READING TEXT.
Wednesday, November 26, 2008

Dysphoria

Gender Identity Disorder(GID) -

  1. A disorder in which a male or female feels a strong identification with the opposite sex(Web MD.)
  2. Disorder in which there is a deeply felt incongruence between anatomic sex and the sensed gender; transsexualism and gender identity disorder of childhood are examples.(Davison/ Abnormal Psychology, Canadian Edition.)
  3. Is the formal diagnosis used by psychologists and physicians to describe persons who experience significant gender dysphoria (discontent with the biological sex they were born with). It is a psychiatric classification and describes the problems related to transexuality, transgender identity, and transvestism. It is the diagnostic classification most commonly applied to transexuals.

So that last definition was kind of different, in that it listed Gender Dysphoria as part and parcel of GID. Today I would like to talk about the feelings I have surrounding MY gender dysphoria. This may or may not be applicable to other trans women or men, as it only reflects my personal experience with it.

It sort of begins way down in my gut, somewhere below my heart. Feels like a discontent, almost like an itch you cant scratch, or a lump in your throat. Like the feeling you had when you were a kid and the other kids went somewhere witCheck Spellingh out you. Like being left out of a group you desperately want to belong to. It also feels like your skin is too tight, too confining, too restrictive. A deep restlessness.

TASK ITEM. Write out the entire blog post on gender dysphoria, word for word. The rows that follow bear no relation to the blog post on gender dysphoria.

Saved entries.
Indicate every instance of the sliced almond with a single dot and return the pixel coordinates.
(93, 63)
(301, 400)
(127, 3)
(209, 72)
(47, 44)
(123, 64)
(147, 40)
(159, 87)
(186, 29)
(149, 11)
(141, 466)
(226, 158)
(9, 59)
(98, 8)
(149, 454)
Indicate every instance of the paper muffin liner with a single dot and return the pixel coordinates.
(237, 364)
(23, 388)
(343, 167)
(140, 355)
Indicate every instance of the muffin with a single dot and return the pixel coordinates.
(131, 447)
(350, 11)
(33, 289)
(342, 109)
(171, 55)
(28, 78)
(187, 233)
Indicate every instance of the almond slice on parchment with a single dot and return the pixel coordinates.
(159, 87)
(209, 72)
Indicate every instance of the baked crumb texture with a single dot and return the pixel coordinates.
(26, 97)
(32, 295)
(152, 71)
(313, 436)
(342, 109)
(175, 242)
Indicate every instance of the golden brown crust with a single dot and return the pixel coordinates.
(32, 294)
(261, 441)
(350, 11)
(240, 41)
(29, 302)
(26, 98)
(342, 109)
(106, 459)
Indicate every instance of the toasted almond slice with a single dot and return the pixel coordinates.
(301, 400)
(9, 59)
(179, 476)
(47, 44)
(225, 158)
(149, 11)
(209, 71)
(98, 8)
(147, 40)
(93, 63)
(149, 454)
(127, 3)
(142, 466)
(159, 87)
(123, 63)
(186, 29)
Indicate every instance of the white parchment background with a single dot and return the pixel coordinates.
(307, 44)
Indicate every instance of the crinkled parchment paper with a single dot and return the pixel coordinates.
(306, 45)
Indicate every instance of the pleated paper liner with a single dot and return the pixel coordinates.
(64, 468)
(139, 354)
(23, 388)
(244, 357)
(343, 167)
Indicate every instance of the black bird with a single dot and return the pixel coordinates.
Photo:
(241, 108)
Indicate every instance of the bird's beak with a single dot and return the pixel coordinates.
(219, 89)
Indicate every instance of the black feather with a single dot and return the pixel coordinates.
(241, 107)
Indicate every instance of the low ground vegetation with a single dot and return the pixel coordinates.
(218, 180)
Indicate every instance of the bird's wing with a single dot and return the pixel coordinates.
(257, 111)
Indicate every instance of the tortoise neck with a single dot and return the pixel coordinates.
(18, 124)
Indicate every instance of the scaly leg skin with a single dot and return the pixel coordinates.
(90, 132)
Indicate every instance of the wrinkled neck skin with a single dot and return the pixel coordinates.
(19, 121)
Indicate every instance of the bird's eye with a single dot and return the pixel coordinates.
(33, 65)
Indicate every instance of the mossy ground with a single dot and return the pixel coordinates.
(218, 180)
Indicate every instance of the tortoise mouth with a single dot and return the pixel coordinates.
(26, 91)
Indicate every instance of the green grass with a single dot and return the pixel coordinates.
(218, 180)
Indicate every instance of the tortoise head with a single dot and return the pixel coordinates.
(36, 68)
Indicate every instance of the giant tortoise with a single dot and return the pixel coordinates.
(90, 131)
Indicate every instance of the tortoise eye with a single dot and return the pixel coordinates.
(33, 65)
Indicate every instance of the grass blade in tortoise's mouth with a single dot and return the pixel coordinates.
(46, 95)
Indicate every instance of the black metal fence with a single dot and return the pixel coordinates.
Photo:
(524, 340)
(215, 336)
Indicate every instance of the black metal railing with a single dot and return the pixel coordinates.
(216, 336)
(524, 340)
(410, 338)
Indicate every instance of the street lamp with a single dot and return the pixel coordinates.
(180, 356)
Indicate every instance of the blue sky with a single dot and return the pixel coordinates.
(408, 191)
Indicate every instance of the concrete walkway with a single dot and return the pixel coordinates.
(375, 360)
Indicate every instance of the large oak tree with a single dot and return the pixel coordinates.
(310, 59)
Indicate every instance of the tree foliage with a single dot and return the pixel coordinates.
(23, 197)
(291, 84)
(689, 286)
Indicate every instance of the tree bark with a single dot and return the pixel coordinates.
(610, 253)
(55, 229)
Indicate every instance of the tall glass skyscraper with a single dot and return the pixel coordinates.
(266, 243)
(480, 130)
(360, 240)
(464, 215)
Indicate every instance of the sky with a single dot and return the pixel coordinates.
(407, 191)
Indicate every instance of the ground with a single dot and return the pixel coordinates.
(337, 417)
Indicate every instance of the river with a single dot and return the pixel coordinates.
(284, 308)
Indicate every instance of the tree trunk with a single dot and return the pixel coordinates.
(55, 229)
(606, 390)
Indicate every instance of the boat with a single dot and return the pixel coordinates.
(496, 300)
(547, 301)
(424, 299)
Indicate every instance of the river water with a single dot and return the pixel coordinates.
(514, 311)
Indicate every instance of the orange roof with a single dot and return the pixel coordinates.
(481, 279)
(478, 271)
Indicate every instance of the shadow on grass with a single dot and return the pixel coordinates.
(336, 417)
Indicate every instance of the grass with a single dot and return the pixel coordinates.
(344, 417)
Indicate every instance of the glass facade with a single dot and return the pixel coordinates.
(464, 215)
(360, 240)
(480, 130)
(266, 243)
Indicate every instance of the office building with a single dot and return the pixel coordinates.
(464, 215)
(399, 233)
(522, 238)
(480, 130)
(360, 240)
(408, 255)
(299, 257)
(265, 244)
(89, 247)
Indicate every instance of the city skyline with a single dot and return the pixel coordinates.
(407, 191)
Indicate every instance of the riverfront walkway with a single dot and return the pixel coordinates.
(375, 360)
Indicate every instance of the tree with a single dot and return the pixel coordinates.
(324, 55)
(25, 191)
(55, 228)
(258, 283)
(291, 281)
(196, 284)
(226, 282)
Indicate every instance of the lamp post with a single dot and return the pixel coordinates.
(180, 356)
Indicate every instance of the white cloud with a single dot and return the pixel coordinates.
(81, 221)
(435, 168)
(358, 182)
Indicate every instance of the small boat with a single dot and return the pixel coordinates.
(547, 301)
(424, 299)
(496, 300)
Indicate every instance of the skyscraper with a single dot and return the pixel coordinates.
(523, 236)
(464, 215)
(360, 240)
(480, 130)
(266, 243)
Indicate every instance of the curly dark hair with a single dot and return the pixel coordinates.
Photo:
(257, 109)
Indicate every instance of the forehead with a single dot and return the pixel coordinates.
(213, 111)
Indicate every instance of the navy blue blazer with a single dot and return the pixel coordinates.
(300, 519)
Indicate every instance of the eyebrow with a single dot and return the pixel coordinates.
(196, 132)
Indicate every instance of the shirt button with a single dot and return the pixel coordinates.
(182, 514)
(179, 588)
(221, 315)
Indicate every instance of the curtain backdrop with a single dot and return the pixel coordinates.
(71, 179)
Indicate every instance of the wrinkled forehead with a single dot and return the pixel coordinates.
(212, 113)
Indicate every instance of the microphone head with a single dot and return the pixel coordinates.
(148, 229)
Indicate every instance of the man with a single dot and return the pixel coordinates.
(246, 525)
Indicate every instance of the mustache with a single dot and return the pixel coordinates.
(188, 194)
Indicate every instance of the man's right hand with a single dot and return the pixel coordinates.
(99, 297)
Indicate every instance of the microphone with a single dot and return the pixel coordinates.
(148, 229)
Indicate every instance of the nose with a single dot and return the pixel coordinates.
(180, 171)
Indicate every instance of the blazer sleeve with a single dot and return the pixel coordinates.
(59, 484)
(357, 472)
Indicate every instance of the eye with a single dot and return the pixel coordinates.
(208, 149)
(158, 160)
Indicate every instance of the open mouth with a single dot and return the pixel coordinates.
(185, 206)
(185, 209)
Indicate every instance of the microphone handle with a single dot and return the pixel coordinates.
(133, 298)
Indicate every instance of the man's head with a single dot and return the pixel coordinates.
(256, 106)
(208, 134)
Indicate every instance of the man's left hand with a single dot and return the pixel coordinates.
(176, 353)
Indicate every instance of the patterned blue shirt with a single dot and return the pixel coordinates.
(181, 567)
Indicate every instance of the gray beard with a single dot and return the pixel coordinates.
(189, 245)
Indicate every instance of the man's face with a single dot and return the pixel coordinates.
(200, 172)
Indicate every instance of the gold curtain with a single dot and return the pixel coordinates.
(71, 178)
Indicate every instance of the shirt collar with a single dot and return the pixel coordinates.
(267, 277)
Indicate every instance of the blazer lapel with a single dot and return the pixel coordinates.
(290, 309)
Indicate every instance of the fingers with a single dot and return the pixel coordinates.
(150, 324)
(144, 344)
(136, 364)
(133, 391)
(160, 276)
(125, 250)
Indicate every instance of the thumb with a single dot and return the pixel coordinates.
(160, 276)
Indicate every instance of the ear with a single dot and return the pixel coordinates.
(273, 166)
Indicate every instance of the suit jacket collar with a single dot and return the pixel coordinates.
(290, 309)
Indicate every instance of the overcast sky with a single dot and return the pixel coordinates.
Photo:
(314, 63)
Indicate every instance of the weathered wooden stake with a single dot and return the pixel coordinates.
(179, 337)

REPLY.
Wednesday, November 26, 2008

Dysphoria

Gender Identity Disorder(GID) -

  1. A disorder in which a male or female feels a strong identification with the opposite sex(Web MD.)
  2. Disorder in which there is a deeply felt incongruence between anatomic sex and the sensed gender; transsexualism and gender identity disorder of childhood are examples.(Davison/ Abnormal Psychology, Canadian Edition.)
  3. Is the formal diagnosis used by psychologists and physicians to describe persons who experience significant gender dysphoria (discontent with the biological sex they were born with). It is a psychiatric classification and describes the problems related to transexuality, transgender identity, and transvestism. It is the diagnostic classification most commonly applied to transexuals.

So that last definition was kind of different, in that it listed Gender Dysphoria as part and parcel of GID. Today I would like to talk about the feelings I have surrounding MY gender dysphoria. This may or may not be applicable to other trans women or men, as it only reflects my personal experience with it.

It sort of begins way down in my gut, somewhere below my heart. Feels like a discontent, almost like an itch you cant scratch, or a lump in your throat. Like the feeling you had when you were a kid and the other kids went somewhere witCheck Spellingh out you. Like being left out of a group you desperately want to belong to. It also feels like your skin is too tight, too confining, too restrictive. A deep restlessness.